EXCERPTED TEXT
______
The seed viruses behind flu shots. Wild flu virus from a patient doesn’t grow well enough in chicken eggs to make vaccine at scale. Dr. Cox’s lab refined the reassortment techniques—pairing each year’s circulating strain with a high-yield workhorse virus first isolated in 1934—that allow manufacturers to produce hundreds of millions of doses on time.
A pandemic head start. CDC’s library of candidate vaccine viruses against H5N1, H7N9, and other potential pandemic strains, built and maintained under her leadership, gives manufacturers a running start when a pandemic strikes.
Tools used to judge a pandemic threat. Dr. Cox led development of the Influenza Risk Assessment Tool, which helps evaluate whether a new flu virus could become a pandemic. She also helped develop the Pandemic Severity Assessment Framework and the federal Pandemic Intervals Framework. WHO adapted her tool into its own global version. Officials rely on these tools to decide what to stockpile and how to respond.
______
EXTRACTED INFORMATION
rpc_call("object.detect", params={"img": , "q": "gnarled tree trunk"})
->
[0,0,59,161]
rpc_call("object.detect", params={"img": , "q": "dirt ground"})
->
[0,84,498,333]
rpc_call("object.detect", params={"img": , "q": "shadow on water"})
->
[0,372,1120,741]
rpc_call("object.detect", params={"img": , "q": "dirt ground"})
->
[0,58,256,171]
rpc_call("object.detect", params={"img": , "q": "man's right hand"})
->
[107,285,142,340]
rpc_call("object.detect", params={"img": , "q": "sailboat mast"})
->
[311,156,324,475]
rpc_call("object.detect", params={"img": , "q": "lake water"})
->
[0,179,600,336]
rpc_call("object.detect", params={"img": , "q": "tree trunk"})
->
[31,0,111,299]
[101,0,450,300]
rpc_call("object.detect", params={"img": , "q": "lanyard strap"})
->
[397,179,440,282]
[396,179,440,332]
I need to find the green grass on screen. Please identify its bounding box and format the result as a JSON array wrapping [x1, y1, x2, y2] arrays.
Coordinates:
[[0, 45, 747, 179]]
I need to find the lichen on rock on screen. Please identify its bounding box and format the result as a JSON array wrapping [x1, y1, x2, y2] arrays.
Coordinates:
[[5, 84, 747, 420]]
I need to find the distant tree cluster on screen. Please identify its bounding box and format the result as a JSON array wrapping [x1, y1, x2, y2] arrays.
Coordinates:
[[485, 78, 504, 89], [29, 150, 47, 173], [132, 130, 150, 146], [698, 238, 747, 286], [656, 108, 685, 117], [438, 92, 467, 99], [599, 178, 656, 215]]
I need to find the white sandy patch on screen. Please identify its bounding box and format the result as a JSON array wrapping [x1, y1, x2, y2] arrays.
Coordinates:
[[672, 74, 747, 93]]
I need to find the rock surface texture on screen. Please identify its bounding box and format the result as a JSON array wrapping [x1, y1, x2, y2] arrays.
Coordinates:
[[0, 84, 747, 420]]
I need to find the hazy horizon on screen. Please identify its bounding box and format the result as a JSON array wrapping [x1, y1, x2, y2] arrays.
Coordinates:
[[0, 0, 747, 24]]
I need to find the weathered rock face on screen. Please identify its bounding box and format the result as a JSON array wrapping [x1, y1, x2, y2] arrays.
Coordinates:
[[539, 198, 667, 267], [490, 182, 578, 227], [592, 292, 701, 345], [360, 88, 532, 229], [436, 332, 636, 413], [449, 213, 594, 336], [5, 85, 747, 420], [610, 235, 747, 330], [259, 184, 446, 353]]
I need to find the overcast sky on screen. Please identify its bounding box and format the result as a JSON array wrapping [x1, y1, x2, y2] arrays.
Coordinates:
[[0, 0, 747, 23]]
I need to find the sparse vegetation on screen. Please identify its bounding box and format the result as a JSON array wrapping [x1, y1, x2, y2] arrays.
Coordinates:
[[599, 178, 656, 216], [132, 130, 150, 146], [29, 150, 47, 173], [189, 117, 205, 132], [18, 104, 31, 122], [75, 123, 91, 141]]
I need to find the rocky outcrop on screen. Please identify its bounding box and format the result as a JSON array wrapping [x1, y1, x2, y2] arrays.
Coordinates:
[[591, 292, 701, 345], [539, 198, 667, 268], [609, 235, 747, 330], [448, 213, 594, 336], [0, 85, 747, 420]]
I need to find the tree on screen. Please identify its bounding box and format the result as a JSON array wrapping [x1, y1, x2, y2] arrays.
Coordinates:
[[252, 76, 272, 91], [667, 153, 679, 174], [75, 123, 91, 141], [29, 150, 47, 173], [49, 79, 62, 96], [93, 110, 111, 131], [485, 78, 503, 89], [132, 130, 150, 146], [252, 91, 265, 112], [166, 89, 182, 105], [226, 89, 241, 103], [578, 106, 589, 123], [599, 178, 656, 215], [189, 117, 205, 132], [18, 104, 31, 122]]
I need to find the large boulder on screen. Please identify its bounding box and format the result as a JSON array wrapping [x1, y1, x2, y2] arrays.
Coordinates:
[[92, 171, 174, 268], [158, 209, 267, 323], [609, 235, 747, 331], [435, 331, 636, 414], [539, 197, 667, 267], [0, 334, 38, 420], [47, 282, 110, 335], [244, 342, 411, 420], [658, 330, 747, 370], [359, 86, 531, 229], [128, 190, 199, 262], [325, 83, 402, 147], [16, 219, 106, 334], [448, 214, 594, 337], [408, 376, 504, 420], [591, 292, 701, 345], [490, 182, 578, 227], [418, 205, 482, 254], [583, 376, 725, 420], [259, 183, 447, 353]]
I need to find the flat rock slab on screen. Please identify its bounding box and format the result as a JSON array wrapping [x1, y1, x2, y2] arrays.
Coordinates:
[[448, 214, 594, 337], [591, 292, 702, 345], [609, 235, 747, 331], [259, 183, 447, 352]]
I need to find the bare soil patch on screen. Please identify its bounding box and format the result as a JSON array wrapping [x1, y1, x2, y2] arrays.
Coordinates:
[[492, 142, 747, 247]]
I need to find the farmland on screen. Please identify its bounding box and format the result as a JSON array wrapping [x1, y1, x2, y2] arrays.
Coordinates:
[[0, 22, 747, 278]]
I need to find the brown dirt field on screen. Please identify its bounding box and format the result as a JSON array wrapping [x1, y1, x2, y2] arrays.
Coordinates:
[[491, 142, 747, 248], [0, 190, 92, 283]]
______
PROBLEM DETAILS
Answer these questions from the text on Dr. Cox's flu work:
(a) In what year was the high-yield workhorse virus first isolated?
(b) Which of her tools did WHO adapt into its own global version?
(c) Which two potential pandemic strains are named in CDC's library of candidate vaccine viruses?
The lines above are material separate from the text on Dr. Cox's flu work.

SOLUTION FOR THIS TASK
(a) 1934
(b) The Influenza Risk Assessment Tool
(c) H5N1 and H7N9